**Aim of the exercise:**
Find the line containing "Target: chopstick pair" in the entries; transcribe it and all remaining lines through the end, exactly as they appear, but not the pictures.

**Provided information:**
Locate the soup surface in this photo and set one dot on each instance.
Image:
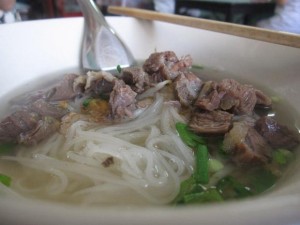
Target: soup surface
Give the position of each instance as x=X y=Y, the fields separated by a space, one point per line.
x=165 y=132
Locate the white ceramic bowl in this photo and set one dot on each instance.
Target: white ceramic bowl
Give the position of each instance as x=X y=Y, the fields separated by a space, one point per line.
x=31 y=50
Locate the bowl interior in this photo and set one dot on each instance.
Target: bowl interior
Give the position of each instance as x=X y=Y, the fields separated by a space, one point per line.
x=34 y=50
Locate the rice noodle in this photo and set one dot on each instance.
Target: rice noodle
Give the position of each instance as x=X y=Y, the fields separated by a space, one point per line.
x=147 y=172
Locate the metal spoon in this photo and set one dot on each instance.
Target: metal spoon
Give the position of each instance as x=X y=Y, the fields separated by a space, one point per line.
x=102 y=49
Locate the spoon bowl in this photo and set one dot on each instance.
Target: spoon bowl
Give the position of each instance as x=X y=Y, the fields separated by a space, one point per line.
x=102 y=49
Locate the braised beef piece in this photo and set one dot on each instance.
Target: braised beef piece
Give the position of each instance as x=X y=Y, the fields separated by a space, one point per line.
x=65 y=89
x=44 y=108
x=262 y=99
x=27 y=119
x=100 y=83
x=277 y=135
x=187 y=86
x=18 y=122
x=211 y=122
x=122 y=100
x=165 y=66
x=45 y=127
x=209 y=97
x=246 y=146
x=136 y=77
x=241 y=98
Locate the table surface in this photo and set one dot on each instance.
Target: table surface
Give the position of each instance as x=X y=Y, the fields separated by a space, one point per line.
x=235 y=1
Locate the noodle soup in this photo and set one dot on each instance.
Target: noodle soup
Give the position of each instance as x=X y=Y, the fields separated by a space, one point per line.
x=124 y=140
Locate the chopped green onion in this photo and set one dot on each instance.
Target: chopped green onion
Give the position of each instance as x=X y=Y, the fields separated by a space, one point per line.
x=214 y=165
x=282 y=156
x=119 y=69
x=209 y=195
x=86 y=102
x=6 y=147
x=229 y=187
x=6 y=180
x=188 y=137
x=188 y=186
x=201 y=173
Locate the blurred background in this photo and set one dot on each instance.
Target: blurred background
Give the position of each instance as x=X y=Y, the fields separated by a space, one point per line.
x=283 y=15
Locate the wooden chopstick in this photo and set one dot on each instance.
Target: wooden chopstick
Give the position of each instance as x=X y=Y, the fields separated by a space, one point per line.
x=281 y=38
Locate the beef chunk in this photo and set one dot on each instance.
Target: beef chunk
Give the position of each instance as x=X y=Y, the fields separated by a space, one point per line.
x=65 y=89
x=18 y=122
x=165 y=65
x=187 y=86
x=246 y=145
x=214 y=122
x=262 y=99
x=122 y=100
x=241 y=97
x=100 y=83
x=136 y=77
x=44 y=108
x=209 y=98
x=45 y=127
x=277 y=135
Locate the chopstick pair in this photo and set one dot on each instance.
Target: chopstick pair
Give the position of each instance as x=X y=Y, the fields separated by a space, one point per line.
x=281 y=38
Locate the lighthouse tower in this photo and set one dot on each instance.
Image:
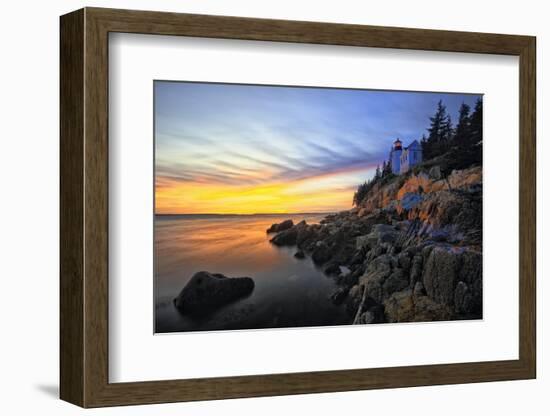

**Answer section:**
Target: chopstick pair
Give the position of each instance as x=X y=Y, the fields separated by a space, one point per line.
x=281 y=38
Locate the lighthouse tower in this photo and set one dot on each instance.
Image:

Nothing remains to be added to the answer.